**Records provided:**
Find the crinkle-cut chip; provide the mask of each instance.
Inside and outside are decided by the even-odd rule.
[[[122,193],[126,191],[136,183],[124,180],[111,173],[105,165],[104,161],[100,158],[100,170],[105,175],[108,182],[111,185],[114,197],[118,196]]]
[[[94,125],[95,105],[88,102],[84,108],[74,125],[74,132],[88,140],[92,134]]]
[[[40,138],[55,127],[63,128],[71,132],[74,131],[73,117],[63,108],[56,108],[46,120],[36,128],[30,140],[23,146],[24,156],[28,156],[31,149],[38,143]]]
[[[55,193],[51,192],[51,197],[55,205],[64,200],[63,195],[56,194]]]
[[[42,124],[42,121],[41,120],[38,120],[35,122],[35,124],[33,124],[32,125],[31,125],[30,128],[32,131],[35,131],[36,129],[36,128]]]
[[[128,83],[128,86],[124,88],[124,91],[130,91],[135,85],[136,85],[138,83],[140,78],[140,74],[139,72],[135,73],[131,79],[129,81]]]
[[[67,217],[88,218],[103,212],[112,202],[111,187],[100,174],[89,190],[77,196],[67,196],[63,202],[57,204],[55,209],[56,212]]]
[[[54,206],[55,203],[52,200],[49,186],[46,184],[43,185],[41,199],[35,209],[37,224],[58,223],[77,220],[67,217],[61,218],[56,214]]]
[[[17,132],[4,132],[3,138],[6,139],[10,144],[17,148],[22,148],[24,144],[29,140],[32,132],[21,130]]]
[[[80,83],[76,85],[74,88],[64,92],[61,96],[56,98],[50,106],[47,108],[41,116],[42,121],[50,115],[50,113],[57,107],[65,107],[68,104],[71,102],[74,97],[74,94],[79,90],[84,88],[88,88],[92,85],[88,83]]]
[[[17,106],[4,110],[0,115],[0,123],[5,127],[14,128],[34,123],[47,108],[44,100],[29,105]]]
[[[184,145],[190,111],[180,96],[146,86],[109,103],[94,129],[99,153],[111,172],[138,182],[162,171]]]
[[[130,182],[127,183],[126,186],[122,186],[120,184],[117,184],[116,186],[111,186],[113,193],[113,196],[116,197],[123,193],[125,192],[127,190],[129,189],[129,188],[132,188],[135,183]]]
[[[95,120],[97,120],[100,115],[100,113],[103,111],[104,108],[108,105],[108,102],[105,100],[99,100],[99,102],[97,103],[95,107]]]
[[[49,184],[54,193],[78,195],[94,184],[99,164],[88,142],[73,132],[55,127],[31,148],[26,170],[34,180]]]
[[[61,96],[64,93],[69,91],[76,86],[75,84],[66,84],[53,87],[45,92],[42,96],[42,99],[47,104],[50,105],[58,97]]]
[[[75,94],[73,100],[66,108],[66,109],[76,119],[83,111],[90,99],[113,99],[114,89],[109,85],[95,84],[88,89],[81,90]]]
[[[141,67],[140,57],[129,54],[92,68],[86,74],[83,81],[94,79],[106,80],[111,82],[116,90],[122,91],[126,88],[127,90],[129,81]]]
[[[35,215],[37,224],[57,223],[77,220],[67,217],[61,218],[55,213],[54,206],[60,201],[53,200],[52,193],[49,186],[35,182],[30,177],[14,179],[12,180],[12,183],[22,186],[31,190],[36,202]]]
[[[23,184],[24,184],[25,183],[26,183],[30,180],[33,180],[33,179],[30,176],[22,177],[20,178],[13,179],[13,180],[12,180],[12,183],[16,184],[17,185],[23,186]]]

**Set exercise:**
How many of the lines above contain the word "decided"? Reply with the number alone.

**Output of the task:**
1